--- Bagian Dokumen ---
%%

Salin Artikel

Jelang Hari Tani Nasional, Petani Sayur di Pangalengan Dicekik Tingginya Harga Pupuk hingga Ancaman Investor Wisata

BANDUNG, KOMPAS.com - Setiap 24 September, Indonesia memperingati Hari Tani Nasional. Seperti dikutip dari laman Kemdikbud, Hari Tani Nasional merupakan pengingat sejarah perjuangan golongan petani hingga pembebasan mereka dari kesengsaraan.

Ironisnya, banyak petani yang belum merasakan benar-benar bebas dari kesengsaran. Seperti petani sayur di Pangalengan, Kabupaten Bandung.

Saat Kompas.com menemui para petani di Pangalengan, mereka banyak mencurahkan uneg-uneg soal nasib yang kian tercekik. Mulai dari stigma profesi rendahan, kebijakan pemerintah yang tak berpihak, subsidi pupuk yang seperti angin lalu, hingga krisis lahan yang menyempit akibat industri dan bencana alam.

Belum lagi, baru-baru ini pemerintah pusat menaikan harga Bahan Bakar Minyak (BBM) yang membuat petani sayur ikut terdampak.

Salah satunya Risa Permana. Dia bercerita, sudah 20 hari bertani tomat dengan harga kebutuhan tanaman yang melejit, imbas dari kenaikan harga BBM.

Lahan miliknya di Kampung Babakan Kiara, Desa Margamekar, Kecamatan Pangalengan, Kabupaten Bandung, Jawa Barat sudah ditanami tomat sejak lama. Ini merupakan satu-satunya sumber penghidupannya.

Bagi Risa, tomat bukan sekadar sayuran. Ada perjuangan yang harus dibayar mahal demi menembus pasar.

"Belum ada sumber yang lain. Semua masih satu sumber, ya ini tomat. Mati-matian saya untuk ini," katanya ditemui, Jumat (23/9/2022).

Risa berkata, tak banyak yang bisa diperbuat setelah harga BBM naik. Dia hanya menunggu keadilan yang bisa diperjuangkan para wakil rakyat.

Alih-alih mendapat angin segar, Risa dan petani lain dihadapkan dengan kenaikan harga pupuk kandang bersubsidi. Pupuk kandang yang awalnya Rp 8.000 per karung, kini menjadi Rp 12.000 per karung.

%%

--- Informasi yang Diambil ---
%%

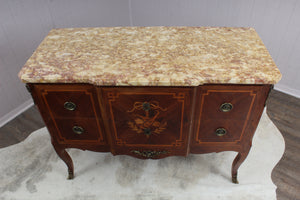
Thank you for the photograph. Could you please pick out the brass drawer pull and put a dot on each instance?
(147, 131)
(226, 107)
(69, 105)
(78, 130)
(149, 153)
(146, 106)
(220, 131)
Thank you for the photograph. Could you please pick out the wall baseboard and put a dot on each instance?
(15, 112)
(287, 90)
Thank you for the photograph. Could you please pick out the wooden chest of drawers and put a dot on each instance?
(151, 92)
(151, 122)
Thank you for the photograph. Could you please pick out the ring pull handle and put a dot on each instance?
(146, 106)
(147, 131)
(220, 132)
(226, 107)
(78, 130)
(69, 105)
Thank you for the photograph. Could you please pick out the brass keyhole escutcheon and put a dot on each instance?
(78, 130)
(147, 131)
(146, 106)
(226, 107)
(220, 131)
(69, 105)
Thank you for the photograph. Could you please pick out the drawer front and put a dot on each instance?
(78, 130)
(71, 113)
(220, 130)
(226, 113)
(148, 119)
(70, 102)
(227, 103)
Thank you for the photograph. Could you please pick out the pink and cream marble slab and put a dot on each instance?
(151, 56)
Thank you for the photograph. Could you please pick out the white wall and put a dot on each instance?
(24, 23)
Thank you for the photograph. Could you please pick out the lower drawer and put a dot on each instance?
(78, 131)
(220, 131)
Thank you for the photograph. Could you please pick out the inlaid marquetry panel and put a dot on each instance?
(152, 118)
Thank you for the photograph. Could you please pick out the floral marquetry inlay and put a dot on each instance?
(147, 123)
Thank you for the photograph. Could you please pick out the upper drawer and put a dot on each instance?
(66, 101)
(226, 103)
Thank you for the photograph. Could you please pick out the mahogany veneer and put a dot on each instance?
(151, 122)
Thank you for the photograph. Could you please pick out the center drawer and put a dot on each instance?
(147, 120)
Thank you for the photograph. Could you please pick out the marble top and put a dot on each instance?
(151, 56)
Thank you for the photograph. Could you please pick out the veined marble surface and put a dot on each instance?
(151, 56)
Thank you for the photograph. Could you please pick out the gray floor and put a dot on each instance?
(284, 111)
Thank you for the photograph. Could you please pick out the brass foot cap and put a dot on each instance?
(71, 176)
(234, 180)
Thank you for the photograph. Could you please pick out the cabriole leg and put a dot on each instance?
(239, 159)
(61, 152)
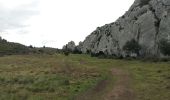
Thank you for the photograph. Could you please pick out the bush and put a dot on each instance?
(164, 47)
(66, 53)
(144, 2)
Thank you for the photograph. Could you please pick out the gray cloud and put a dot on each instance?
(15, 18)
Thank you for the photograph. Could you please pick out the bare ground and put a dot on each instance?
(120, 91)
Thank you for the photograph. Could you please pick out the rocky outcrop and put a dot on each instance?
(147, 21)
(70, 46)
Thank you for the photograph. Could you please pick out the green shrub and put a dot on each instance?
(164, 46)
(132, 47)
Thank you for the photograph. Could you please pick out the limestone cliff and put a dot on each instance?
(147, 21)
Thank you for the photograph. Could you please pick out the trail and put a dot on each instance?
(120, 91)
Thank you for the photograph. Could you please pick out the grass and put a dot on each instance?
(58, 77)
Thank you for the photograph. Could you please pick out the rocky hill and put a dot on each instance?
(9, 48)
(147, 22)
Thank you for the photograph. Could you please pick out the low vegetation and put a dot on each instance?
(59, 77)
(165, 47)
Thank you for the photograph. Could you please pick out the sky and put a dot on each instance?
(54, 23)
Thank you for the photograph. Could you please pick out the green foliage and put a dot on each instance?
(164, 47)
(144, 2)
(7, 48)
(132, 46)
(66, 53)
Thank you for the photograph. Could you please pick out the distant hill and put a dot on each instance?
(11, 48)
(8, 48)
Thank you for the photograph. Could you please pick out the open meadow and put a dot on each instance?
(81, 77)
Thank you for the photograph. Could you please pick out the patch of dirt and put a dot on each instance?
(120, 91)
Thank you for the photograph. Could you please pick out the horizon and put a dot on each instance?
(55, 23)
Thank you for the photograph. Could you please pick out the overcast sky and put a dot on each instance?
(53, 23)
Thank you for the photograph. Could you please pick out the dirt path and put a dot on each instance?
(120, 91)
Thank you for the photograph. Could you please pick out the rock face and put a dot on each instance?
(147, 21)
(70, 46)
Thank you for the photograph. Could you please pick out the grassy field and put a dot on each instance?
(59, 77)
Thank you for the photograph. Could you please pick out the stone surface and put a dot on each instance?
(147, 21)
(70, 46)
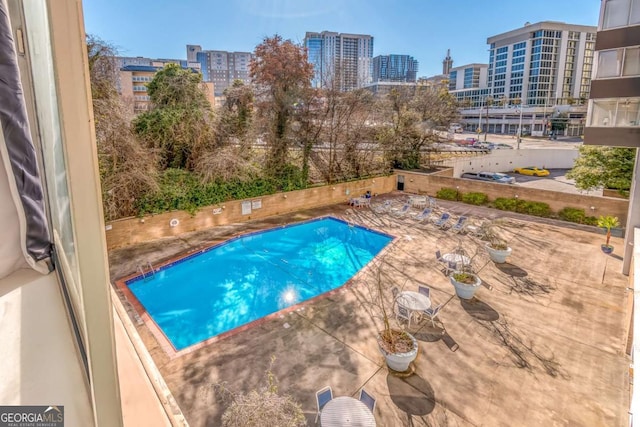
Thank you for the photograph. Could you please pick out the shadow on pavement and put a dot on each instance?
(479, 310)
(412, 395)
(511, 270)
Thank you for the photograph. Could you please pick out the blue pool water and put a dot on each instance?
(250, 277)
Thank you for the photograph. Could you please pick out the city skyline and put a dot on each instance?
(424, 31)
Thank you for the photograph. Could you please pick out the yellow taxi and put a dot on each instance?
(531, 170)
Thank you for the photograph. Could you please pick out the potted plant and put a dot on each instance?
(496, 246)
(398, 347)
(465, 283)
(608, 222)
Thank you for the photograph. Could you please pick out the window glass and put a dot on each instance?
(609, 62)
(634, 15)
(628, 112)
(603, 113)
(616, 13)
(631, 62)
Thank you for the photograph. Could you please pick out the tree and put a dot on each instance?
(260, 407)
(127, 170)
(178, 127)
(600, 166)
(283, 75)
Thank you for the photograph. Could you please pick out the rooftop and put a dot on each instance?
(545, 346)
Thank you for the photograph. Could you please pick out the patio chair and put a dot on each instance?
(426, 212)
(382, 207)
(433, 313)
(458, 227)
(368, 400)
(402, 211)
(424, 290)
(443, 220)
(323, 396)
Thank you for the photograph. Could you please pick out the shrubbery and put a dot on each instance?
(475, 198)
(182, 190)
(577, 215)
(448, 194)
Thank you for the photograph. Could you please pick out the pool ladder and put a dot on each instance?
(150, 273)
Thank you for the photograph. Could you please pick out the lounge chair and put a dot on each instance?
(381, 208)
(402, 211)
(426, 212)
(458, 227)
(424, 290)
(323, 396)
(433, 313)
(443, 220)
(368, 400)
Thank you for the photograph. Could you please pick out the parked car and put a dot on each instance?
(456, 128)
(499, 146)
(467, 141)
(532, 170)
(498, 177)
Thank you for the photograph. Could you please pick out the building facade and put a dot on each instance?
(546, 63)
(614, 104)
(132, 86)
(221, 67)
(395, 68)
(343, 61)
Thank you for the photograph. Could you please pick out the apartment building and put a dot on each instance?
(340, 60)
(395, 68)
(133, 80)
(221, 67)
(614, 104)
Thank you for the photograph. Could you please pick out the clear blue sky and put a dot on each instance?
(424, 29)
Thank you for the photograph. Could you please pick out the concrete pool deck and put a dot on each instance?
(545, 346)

%%

--- Ketentuan Tugas ---
- a) Tulis ulang kata demi kata bagian dari artikel petani Pangalengan, mulai dari "Lahan miliknya di" dan terus sampai "12.000 per karung.".
- b) Dalam artikel petani Pangalengan, berapa harga pupuk kandang bersubsidi per karung sekarang?
- c) Lanjutkan artikel petani Pangalengan mulai sesudah kalimat terakhirnya.
Baris-baris tersebut sama sekali tidak dipakai di sini.

--- Jawaban Latihan ---
- a)
Lahan miliknya di Kampung Babakan Kiara, Desa Margamekar, Kecamatan Pangalengan, Kabupaten Bandung, Jawa Barat sudah ditanami tomat sejak lama. Ini merupakan satu-satunya sumber penghidupannya.

Bagi Risa, tomat bukan sekadar sayuran. Ada perjuangan yang harus dibayar mahal demi menembus pasar.

"Belum ada sumber yang lain. Semua masih satu sumber, ya ini tomat. Mati-matian saya untuk ini," katanya ditemui, Jumat (23/9/2022).

Risa berkata, tak banyak yang bisa diperbuat setelah harga BBM naik. Dia hanya menunggu keadilan yang bisa diperjuangkan para wakil rakyat.

Alih-alih mendapat angin segar, Risa dan petani lain dihadapkan dengan kenaikan harga pupuk kandang bersubsidi. Pupuk kandang yang awalnya Rp 8.000 per karung, kini menjadi Rp 12.000 per karung.

- b) Rp 12.000 per karung.

- c)
"Kenaikannya hampir 50 persen, itu untuk pupuk, belum yang lainnya. Kita dibuat pusing. Sebetulnya pupuk kimia subsidi masih ada, cuma nggak nyampe ke sini, biasanya semua toko juga ada," kata Risa.

Namun sepekan setelah harga BBM naik, pupuk subsidi sangat sulit dijumpai hingga sekarang.

Kondisi ini membuatnya jengkel dengan kebijakan pemerintah. Ia merasa pemerintah seperti memaksa petani untuk beralih menggunakan pupuk kimia dengan harga selangit.

Sebelum BBM naik, harga pupuk non subsidi Rp 500 ribu per karung, tetapi kini menjadi Rp 1 juta per karung.

"Sekali lagi, kalau pun mahal kita juga pasti memaksakan beli, itu pun kalau barangnya ada, jadi sekarang itu agak susah itu barang (pupuk)," jelasnya.

Pria berusia 39 tahun ini mengaku, para petani sayur diharuskan memproduksi produk yang berkualitas. Namun, di sisi yang lain, setiap kebijakan yang dilahirkan, tak satupun berpihak pada masa depan petani.

"Tetap memaksakan kebutuhan, meskipun mahal tetap beli aja, jadi apa dampaknya kita dipaksa terus bertahan dalam keadaan apapun juga," bebernya.

Dalam beberapa hari, hujan dengan intensitas tinggi kerap melanda wilayahnya, kemudian keesokannya bisa tak terjadi hujan sama sekali.

Kondisi ini, diakui Risa, sangat memberatkan. Selain dijepit oleh kenaikan harga BBM, kondisi alam yang tak menentu membuat gagal panen kerap menjadi momok yang menakutkan.

"Tiap musim beda-beda, khusus tomat bisa jadi hari ini hasil panen 6 ton besok lusa bisa hanya 3 ton, tapi modalnya sama," terangnya.

Terkait kondisi alam, Risa dan petani sayuran yang lain tidak bisa berbuat banyak.

Ia hanya bisa berharap, agar alam selalu mendukung dan berpihak pada proses yang sedang dilakukan para petani.

"Ya gak bisa ngapa-ngapain, kalau udah kacau musim, hari ini hujan besok enggak udah pasti yang busuk itu lumayan," tambahnya.

Saat ini, harga tomat di kalangan petani, sedang dalam posisi stagnan, yakni Rp 3.000 sampai Rp 3.500 per kilogram.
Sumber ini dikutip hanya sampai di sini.